TEKS BACAAN —
<<<<

Kesadaran tentang hak asasi manusia (HAM), demokrasi dan globalisasi misalnya, secara umum relatif tidak menyentuh hakikat kepentingan manusia sebagai individu dan bangsa secra kolektif. Karena kesadaran itu lebih sebatas prosedur-prosedur, etika atau persepsi tentang itu semua sebagai “hukum alam” dan karenanya menjadi keharusan sejarah. Tidak ada kesadaran kritis yang melampaui “smoke screen” (HAM, demokrasi dan globalisasi sebagai contoh adalah “tabir asap”), sehingga kita bisa melihat fakta, kepentingan dan agenda tersembunyi di balik wacana itu.
Mentalitas kolektif bangsa ini yang cenderung memilih untuk menjadi konsumen dalam segala hal di satu sisi, dan mentalitas permanen yang menganggap bahwa segala sesuatu yang datang dari luar adalah lebih baik di sisi lain, juga semakin menutup peluang lahirnya kesadaran kritis itu. Lebih dari itu, ada mental inlander dan rendah diri (tidak percaya pada kekuatan diri dan lokal), sehingga selalu mengharap bantuan dari luar dan pihak luarlah yang diyakini bisa menyelesaikan konflik internal masyarakat (misalnya di dalam organisasi atau tubuh partai politik) dan bangsa (krisis ekonomi atau politik).

>>>>

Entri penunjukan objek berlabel
<<<<

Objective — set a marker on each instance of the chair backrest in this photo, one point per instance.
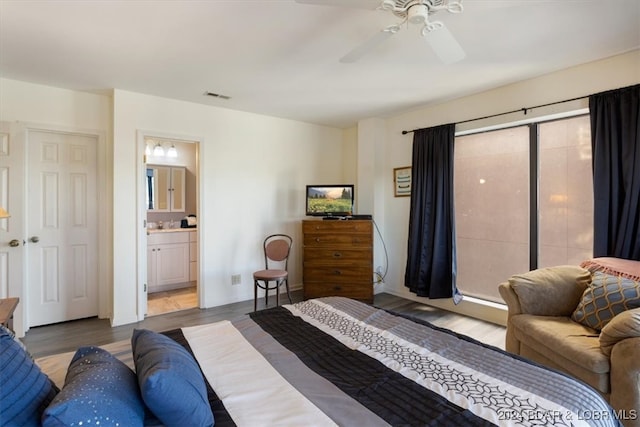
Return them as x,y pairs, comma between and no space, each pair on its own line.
276,250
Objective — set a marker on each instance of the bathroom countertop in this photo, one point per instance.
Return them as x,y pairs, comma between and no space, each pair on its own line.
168,230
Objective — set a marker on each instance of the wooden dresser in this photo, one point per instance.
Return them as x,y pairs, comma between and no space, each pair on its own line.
338,259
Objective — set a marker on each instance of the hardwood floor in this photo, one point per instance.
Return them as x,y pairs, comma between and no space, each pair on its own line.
68,336
170,301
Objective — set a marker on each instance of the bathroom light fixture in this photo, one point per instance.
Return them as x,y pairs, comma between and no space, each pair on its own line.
158,151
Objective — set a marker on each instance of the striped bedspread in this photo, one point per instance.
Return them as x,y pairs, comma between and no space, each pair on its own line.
335,361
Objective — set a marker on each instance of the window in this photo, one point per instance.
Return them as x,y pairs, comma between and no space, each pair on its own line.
523,198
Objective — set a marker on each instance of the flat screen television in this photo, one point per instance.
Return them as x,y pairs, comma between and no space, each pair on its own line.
329,200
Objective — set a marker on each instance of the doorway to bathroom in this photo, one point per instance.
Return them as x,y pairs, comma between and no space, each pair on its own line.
171,222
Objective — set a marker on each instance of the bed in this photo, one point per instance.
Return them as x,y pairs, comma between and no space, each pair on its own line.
336,361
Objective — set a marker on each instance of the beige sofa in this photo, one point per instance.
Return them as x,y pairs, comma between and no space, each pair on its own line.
540,328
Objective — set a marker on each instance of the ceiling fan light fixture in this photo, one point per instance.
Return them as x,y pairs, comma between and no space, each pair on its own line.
418,14
158,151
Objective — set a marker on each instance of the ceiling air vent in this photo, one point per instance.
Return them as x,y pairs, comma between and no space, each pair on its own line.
217,95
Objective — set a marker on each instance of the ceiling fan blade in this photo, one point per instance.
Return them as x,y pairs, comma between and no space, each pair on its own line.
366,47
358,4
445,46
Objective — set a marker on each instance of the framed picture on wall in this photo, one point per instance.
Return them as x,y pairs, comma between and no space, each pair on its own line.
402,181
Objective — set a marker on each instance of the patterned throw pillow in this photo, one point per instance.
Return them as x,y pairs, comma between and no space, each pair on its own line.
606,296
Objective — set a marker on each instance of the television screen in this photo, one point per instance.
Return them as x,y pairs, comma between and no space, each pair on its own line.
329,200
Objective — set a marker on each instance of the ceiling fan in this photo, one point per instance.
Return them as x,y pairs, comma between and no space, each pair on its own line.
413,12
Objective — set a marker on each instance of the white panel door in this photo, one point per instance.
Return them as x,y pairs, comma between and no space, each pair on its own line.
62,240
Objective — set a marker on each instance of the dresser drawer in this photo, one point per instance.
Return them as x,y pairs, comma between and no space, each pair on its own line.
337,273
337,256
347,240
337,226
355,291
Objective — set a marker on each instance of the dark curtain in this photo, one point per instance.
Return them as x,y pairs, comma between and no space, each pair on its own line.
431,257
615,139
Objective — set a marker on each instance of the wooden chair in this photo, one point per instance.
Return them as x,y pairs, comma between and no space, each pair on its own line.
276,254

>>>>

SOAL LATIHAN —
[1] Dalam teks bacaan, apa saja yang disebut sebagai contoh "tabir asap"?
[2] Salin bagian teks bacaan secara persis, mulai dari kata-kata yang memuat "Kesadaran tentang hak" dan berhenti setelah "balik wacana itu.".

KUNCI JAWABAN LENGKAP —
[1] HAM, demokrasi, dan globalisasi.

[2]
Kesadaran tentang hak asasi manusia (HAM), demokrasi dan globalisasi misalnya, secara umum relatif tidak menyentuh hakikat kepentingan manusia sebagai individu dan bangsa secra kolektif. Karena kesadaran itu lebih sebatas prosedur-prosedur, etika atau persepsi tentang itu semua sebagai “hukum alam” dan karenanya menjadi keharusan sejarah. Tidak ada kesadaran kritis yang melampaui “smoke screen” (HAM, demokrasi dan globalisasi sebagai contoh adalah “tabir asap”), sehingga kita bisa melihat fakta, kepentingan dan agenda tersembunyi di balik wacana itu.